▶ PROBLEM REQUIREMENTS
Without the images, repeat every line of the listing exactly.

####################

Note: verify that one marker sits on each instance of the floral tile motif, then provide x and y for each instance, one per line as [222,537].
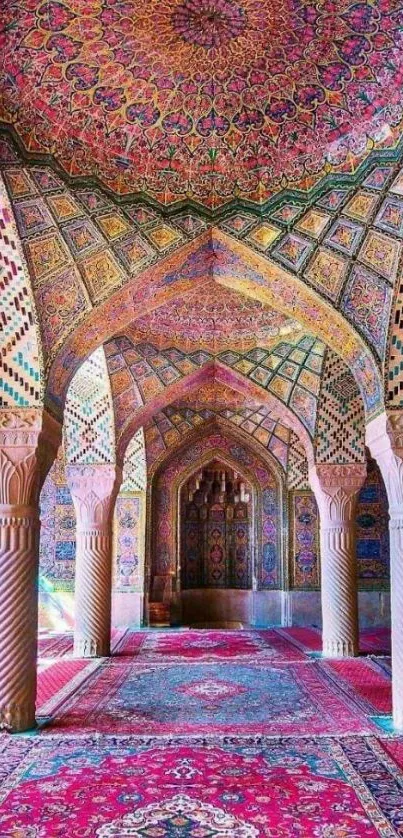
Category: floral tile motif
[390,217]
[327,272]
[81,236]
[304,405]
[238,223]
[361,206]
[381,254]
[378,177]
[19,183]
[333,199]
[264,235]
[46,255]
[101,275]
[261,376]
[135,252]
[139,214]
[45,179]
[113,225]
[293,251]
[61,300]
[345,236]
[366,301]
[93,200]
[281,387]
[189,224]
[289,370]
[163,237]
[63,207]
[310,381]
[286,214]
[397,185]
[313,223]
[32,217]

####################

▶ SOLUTION BELOW
Note: verify that one marker sits on each instance of the floral tile motif, then provide x and y for each instance, one per line as [222,537].
Category: floral tile motif
[390,217]
[327,272]
[81,236]
[304,405]
[238,223]
[361,206]
[381,254]
[378,177]
[19,183]
[333,199]
[264,235]
[46,255]
[101,275]
[261,376]
[135,252]
[139,214]
[45,179]
[113,225]
[293,251]
[61,300]
[345,236]
[366,301]
[93,200]
[281,387]
[189,224]
[289,370]
[163,237]
[63,207]
[310,381]
[286,214]
[397,185]
[313,223]
[32,217]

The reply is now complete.